Trecho selecionado:
>>

Uma troca de cartas repleta de segredos de alcova, engenhosas estratégias de manipulação e cruéis jogos de poder vêm a público em As relações perigosas, clássico romance francês escrito por Chordelos de Laclos no século 18. Considerada uma das obras mais controversas, discutidas e representativas da França pré-revolução, o título ganha nova edição pela Biblioteca Azul, selo editorial da Globo Livros, 20 anos após sua última publicação no Brasil. A obra mantém a tradução de Carlos Drummond de Andrade, que apresentou a história de Laclos ao público brasileiro em 1947, e o posfácio também assinado pelo poeta, com textos revisados.
O clássico romance francês de 1782 conta, por meio de cartas trocadas pelos personagens, as artimanhas de dois libertinos, o visconde de Valmont e a marquesa de Merteuil, em sua disputa por seduzir e descartar amantes – como Cécile, jovem confidente da marquesa que está prestes a se casar, e a virtuosa, porém já casada, madame de Tourvel.
(fonte: Globo Livros)

<<

Registros:

>>

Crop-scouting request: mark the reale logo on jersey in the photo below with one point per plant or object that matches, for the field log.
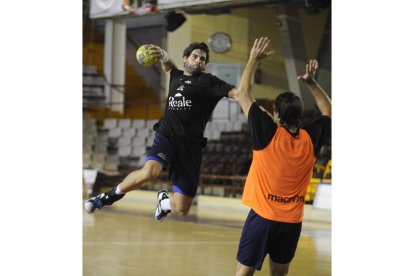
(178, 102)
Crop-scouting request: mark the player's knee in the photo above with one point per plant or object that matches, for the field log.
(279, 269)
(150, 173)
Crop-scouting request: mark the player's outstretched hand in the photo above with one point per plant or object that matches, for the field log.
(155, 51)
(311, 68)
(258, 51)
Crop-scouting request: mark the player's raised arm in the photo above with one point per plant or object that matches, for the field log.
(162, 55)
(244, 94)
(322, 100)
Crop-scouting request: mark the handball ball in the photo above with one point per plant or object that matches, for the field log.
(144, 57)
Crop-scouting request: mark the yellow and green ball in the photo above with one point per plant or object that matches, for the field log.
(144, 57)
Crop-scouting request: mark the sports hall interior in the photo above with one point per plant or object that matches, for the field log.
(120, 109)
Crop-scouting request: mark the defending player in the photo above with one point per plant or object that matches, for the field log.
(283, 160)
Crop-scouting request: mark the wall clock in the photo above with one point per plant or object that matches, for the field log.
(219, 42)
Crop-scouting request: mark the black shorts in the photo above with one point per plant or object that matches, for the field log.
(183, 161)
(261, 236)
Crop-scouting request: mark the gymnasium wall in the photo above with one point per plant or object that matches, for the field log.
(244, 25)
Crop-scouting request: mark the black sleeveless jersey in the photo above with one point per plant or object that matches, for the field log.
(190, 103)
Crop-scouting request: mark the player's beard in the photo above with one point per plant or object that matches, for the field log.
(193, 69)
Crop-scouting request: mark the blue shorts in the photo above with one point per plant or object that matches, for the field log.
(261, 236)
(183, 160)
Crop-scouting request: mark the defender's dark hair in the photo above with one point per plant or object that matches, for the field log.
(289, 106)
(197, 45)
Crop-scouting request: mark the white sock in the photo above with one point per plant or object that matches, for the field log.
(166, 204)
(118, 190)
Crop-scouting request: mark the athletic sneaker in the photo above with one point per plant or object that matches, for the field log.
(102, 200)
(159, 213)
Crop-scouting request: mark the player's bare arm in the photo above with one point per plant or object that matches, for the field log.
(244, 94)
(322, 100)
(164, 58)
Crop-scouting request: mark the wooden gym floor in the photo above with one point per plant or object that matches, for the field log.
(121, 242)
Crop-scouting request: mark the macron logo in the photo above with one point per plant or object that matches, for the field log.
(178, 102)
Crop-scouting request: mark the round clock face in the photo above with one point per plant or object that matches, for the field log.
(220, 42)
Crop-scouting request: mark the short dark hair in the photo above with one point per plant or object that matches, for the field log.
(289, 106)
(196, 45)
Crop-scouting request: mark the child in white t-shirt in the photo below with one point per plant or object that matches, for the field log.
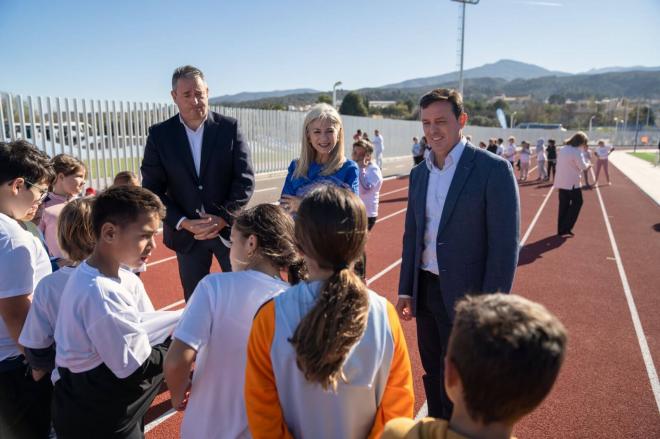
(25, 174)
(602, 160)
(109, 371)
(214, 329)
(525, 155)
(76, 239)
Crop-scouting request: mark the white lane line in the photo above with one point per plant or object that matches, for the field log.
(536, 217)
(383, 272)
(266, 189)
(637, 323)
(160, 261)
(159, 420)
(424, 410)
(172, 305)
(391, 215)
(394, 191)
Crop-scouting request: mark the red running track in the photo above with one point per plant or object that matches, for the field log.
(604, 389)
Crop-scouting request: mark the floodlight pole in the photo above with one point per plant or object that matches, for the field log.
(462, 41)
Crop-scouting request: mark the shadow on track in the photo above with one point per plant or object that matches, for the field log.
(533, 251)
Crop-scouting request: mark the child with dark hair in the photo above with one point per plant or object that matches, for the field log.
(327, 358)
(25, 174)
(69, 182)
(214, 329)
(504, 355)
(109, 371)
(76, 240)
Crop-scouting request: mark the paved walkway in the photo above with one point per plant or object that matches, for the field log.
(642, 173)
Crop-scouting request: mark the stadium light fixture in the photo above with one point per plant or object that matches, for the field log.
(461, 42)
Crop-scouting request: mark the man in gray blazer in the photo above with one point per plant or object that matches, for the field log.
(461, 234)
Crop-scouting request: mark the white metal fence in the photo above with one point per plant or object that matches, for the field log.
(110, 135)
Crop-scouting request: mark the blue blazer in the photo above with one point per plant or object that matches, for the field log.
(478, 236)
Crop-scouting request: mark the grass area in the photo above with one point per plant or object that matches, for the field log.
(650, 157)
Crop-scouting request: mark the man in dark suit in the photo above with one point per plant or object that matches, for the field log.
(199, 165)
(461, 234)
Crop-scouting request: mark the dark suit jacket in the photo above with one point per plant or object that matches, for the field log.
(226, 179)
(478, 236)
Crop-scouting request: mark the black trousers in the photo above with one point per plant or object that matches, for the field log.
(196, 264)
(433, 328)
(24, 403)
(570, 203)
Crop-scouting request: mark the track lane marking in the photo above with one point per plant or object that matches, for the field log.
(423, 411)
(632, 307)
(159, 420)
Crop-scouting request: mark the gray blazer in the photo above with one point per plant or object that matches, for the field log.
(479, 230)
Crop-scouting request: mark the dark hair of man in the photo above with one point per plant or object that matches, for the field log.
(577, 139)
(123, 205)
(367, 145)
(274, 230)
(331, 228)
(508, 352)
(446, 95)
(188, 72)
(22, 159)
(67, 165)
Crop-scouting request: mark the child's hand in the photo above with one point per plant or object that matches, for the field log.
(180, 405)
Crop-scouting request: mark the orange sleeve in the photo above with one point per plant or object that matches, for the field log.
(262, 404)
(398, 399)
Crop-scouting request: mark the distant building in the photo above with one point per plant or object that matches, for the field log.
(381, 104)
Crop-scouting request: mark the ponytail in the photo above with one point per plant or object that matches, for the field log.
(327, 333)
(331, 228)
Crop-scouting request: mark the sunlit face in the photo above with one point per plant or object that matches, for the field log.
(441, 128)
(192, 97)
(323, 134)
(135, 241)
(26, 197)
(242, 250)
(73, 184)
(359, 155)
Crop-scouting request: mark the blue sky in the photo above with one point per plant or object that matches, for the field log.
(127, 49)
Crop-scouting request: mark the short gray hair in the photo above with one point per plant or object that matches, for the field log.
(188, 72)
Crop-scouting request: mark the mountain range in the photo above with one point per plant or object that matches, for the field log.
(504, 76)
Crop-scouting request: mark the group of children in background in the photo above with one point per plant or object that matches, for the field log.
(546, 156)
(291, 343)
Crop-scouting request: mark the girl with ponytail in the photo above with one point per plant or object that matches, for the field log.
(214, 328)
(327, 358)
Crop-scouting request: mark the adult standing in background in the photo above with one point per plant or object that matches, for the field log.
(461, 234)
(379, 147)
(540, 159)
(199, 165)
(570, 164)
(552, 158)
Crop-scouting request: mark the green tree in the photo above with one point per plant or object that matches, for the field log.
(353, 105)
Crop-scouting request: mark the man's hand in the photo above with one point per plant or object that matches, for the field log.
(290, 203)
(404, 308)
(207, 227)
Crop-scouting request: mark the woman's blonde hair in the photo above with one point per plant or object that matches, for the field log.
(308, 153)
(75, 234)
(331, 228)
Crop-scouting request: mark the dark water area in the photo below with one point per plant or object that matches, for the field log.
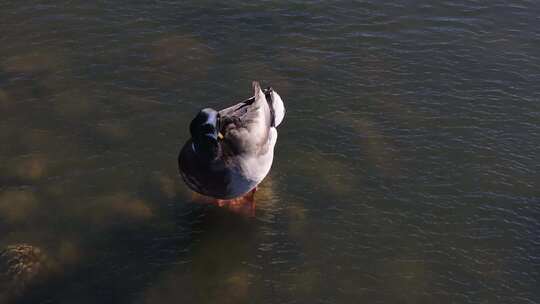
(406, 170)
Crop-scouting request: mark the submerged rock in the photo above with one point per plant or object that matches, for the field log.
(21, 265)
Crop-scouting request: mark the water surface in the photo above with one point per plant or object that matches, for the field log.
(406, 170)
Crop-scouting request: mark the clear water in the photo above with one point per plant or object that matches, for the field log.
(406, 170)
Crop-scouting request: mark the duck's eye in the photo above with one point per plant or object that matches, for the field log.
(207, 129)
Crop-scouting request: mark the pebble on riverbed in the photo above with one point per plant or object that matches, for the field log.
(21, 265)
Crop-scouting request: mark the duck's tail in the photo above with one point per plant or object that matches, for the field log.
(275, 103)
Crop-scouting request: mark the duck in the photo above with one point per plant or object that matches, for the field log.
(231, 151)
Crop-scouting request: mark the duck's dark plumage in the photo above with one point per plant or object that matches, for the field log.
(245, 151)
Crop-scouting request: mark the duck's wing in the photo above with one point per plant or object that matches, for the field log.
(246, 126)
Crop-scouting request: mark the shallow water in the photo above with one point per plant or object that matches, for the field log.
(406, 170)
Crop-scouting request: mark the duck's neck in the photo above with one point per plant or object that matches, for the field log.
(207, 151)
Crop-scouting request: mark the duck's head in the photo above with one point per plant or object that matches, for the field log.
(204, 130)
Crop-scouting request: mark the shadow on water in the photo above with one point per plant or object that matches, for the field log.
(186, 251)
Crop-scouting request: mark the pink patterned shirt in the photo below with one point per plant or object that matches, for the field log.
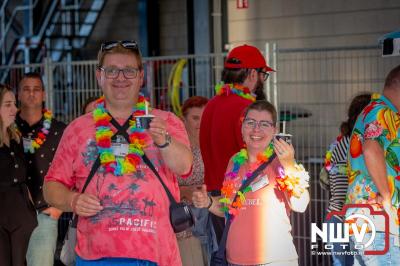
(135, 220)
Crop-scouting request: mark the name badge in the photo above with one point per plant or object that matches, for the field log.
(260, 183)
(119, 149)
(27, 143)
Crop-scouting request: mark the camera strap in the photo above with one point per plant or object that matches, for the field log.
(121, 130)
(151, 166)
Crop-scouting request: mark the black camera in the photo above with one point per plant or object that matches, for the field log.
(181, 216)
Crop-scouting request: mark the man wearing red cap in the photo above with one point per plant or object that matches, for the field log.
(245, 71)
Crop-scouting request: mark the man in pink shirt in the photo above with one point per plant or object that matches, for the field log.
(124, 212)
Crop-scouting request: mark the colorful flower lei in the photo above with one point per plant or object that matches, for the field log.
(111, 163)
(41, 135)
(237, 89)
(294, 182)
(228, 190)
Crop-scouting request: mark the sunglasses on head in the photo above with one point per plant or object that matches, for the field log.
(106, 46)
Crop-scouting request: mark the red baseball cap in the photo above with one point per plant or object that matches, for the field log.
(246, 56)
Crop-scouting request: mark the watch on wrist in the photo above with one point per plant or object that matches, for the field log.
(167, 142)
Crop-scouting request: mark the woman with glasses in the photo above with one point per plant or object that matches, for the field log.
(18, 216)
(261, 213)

<<

Lista de tarefas:
1. Com base no texto sobre a nova edição de As relações perigosas, explique de que forma o romance narra as artimanhas dos dois libertinos e em que consiste a disputa entre eles.
2. Prolongue o texto sobre a nova edição de As relações perigosas, começando logo após a última frase apresentada.
Os dados não têm nenhum papel nesta atividade.

Respostas por tarefa:
1. O romance conta a história por meio de cartas trocadas pelos personagens. O visconde de Valmont e a marquesa de Merteuil disputam quem consegue seduzir e descartar amantes, como Cécile, jovem confidente da marquesa prestes a se casar, e a virtuosa, porém já casada, madame de Tourvel.

2.
Criticada duramente na época de seu lançamento, a obra versa basicamente sobre dois assuntos que interessam a todo mundo, mas que ninguém admite conversar a respeito: sexo e a vida alheia. É interessante pensar que um militar de alta patente – Pierre Chordelos de Laclos foi general do exército francês – tenha conseguido abordar tal assunto tão brilhantemente e num formato narrativo que instiga a curiosidade e, ao mesmo tempo, provoca a inteligência do leitor: o livro é todo escrito em missivas.
Devo admitir que é um dos formatos que me atrai instantaneamente. Caso tenha de escolher entre um livro narrado “normalmente” e um em formato epistolar, indubitavelmente optarei pelo segundo. Agrada-me o desafio de preencher as lacunas, de imaginar quais as intenções do personagem que escreveu a carta e qual a reação do leitor a quem ela se dirige.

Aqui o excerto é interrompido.